= Extract provided =
·····

SDN Test Suite: Results for Floodlight and OpenContrail

We compared the functionality and data plane of the following three approaches for virtual networking:

  1. OpenContrail solution: This overlay-SDN solution uses BGP control plane and MPLSoGRE for the data plane. Each virtual dataplane (called vRouter) is also a full-fledged routing gateway.
    The snapshot of the custom devstack is from Nov 20, 2013 (commit 4e030aeeedc870364152d49bbaec639e56b06ae0), controller is from Nov 19, 2013 (commit 89f6aadbe6fa0202b4d4aa45ad39c5b9ead0070c) and vRouter is from Nov 10, 2013 (commit 47856fbab60f8b4f49de0b5293001f599e46dfb3).
  2. FloodLight + IVS: This overlay-SDN solution uses an OpenFlow-based controller for the control plane. Each virtual dataplane (called Indigo Virtual Switch — IVS) uses kernel module of Open vSwitch in combination with a stub for supporting extended OpenFlow.
    The snapshot of the IVS is from Oct 15, 2013 (commit ad6ae82fb4255a6837a5847211698555c4580318) and FloodLight controller is from Sept 17, 2013 (commit b0597f122f8cb9e66c47c6e93c75fa7da615b504).
  3. Linux bridge: This is the basic virtual networking used by nova-network and it served as our baseline non-SDN solution.

Note that we chose the open-source versions of the first two solutions. They may not be representative of the commercial version of the solutions offered by Juniper and Big Switch.

Environment details

Each solution was run on the exact same setup as described below.

  • Dataplane components: The dataplane tests used two servers (24-core Xeon X56560 @ 2.67 Ghz; 128 GB RAM running Centos 6.4) interconnected by a Dell Powerconnect 8024 24x10GE switch. No SR-IOV was used.
  • Workload VM information: Each server ran KVM. The two VMs spawned used for the functionality and dataplane tests had 4 vCPUs pinned 1:1 to host CPUs, 8GB memory, 12 GB hard disk in the qcow2 format.

·····

= Direction 1 =
Reproduce the stretch of the SDN test page from "Each solution was" through "SR-IOV was used." word for word.
= Direction 2 =
Check each statement against the SDN test page, answering yes or no and quoting the words that decide it: (a) The OpenContrail solution uses MPLSoGRE for its data plane. (b) SR-IOV was used in the dataplane tests. (c) Each workload VM had 16GB of memory.
The listing has no connection to the SDN test page.

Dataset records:
·····

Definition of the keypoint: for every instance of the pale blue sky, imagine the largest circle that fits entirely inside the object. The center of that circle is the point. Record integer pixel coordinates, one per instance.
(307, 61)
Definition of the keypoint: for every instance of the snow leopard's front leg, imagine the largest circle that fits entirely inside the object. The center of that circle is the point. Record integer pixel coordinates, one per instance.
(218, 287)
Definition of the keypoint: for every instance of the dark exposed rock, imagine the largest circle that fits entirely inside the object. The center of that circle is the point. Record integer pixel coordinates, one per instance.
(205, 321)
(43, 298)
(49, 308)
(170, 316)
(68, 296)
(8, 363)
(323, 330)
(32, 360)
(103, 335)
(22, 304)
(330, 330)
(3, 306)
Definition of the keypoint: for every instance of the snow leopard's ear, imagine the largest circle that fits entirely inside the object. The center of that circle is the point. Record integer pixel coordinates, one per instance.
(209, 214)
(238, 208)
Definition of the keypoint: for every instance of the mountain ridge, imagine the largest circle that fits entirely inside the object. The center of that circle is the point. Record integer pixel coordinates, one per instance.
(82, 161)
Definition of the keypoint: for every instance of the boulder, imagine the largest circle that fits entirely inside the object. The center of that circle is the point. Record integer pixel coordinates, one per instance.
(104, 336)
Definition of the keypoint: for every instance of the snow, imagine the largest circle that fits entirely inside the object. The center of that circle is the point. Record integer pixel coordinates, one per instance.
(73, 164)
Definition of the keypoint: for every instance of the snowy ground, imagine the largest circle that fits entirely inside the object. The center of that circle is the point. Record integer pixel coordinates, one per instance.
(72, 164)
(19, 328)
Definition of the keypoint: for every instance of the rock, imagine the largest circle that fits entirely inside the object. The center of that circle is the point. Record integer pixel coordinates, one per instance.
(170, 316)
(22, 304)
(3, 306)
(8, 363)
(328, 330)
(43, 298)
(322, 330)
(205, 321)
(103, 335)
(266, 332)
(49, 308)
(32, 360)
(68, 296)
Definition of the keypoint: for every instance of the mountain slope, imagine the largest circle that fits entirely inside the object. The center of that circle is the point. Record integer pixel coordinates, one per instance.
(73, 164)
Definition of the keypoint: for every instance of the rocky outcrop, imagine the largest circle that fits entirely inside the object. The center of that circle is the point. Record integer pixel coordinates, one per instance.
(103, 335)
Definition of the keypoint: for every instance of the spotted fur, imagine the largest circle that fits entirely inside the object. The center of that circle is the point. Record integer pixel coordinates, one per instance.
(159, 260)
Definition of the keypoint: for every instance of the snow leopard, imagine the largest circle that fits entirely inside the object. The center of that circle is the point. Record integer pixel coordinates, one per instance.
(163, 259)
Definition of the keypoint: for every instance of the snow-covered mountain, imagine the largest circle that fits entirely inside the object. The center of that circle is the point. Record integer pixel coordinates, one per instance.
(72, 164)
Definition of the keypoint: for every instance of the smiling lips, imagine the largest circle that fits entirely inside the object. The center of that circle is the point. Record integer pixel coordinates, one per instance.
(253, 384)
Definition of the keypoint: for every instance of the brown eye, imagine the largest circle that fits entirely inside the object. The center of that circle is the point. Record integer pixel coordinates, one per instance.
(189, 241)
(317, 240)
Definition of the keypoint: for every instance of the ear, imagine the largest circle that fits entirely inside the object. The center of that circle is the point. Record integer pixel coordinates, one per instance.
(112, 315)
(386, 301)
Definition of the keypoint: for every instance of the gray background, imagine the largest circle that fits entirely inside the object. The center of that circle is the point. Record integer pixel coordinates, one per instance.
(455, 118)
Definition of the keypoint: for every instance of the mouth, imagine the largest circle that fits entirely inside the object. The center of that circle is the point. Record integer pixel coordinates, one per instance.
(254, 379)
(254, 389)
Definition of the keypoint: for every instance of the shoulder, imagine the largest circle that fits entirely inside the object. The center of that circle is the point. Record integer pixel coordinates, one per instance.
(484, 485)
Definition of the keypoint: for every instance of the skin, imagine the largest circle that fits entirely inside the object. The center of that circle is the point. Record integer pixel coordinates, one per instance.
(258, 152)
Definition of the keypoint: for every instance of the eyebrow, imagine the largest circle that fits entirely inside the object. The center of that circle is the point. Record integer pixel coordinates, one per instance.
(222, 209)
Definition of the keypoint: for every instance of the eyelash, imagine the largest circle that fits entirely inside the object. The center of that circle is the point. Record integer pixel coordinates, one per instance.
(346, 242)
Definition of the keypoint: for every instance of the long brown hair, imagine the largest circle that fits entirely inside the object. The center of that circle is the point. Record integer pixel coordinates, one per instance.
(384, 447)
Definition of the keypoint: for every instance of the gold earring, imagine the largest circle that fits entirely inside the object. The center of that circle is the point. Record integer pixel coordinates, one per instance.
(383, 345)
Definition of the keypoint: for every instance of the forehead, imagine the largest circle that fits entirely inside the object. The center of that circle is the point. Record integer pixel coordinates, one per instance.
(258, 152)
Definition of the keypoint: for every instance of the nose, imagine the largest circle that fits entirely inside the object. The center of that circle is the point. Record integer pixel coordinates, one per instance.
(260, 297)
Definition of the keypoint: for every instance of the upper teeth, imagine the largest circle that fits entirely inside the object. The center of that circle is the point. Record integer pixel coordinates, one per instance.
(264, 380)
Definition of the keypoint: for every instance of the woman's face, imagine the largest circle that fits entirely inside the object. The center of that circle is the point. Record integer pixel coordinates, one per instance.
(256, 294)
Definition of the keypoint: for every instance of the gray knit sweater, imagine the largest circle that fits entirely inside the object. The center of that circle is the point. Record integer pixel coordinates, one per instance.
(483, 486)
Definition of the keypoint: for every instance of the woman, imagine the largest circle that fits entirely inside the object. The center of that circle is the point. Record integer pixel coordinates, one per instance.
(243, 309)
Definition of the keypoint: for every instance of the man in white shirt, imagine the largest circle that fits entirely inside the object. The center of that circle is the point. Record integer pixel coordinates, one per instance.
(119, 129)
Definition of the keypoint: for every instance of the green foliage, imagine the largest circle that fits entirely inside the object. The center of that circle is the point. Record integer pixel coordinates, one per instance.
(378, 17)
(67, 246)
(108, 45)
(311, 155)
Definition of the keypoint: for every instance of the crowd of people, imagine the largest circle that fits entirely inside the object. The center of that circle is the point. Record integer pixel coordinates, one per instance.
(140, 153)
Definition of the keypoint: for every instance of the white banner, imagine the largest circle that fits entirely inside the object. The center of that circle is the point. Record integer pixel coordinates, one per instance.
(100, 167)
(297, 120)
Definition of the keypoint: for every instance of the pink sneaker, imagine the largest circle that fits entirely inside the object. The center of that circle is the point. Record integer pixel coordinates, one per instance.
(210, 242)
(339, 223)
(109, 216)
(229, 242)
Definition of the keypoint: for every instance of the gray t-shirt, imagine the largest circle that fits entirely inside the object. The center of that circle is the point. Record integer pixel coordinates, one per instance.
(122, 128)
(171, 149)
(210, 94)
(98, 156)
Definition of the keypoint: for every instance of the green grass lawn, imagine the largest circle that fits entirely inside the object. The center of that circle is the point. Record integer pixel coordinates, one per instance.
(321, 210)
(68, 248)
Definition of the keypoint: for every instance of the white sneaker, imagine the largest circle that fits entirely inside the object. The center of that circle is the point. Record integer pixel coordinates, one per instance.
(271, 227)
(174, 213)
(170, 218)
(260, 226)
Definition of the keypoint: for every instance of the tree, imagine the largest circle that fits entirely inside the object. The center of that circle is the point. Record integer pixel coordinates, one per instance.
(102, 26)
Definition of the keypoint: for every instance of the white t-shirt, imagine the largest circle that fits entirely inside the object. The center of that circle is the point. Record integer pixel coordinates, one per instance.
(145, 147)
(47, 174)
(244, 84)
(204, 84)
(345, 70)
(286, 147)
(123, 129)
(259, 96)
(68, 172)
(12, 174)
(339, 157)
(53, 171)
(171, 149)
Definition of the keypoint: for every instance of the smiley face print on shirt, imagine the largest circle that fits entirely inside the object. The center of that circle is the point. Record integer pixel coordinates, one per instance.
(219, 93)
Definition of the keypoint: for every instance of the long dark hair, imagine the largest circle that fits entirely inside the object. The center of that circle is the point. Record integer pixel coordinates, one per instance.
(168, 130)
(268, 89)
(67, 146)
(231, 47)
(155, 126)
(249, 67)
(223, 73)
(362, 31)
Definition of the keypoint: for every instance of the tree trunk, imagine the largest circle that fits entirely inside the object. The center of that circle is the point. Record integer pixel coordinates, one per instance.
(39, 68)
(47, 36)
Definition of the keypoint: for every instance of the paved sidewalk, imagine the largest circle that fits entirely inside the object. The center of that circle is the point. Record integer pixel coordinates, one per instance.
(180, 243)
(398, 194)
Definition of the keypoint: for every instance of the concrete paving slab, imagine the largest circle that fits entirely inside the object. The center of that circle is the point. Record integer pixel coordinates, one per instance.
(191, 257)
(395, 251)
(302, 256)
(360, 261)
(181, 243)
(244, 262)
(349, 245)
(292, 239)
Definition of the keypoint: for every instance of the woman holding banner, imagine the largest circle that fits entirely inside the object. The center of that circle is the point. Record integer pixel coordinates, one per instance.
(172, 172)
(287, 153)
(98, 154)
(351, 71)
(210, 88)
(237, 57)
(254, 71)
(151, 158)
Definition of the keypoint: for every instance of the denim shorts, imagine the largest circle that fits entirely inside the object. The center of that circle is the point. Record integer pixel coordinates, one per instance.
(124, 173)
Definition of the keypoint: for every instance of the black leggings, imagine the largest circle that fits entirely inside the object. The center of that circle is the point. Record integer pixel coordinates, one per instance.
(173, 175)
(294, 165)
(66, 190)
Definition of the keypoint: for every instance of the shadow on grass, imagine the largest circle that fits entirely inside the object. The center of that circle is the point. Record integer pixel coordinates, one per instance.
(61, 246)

·····

= Complete answer 1 =
Each solution was run on the exact same setup as described below.

  • Dataplane components: The dataplane tests used two servers (24-core Xeon X56560 @ 2.67 Ghz; 128 GB RAM running Centos 6.4) interconnected by a Dell Powerconnect 8024 24x10GE switch. No SR-IOV was used.

= Complete answer 2 =
(a) Yes: "uses BGP control plane and MPLSoGRE for the data plane"
(b) No: "No SR-IOV was used."
(c) No: "8GB memory"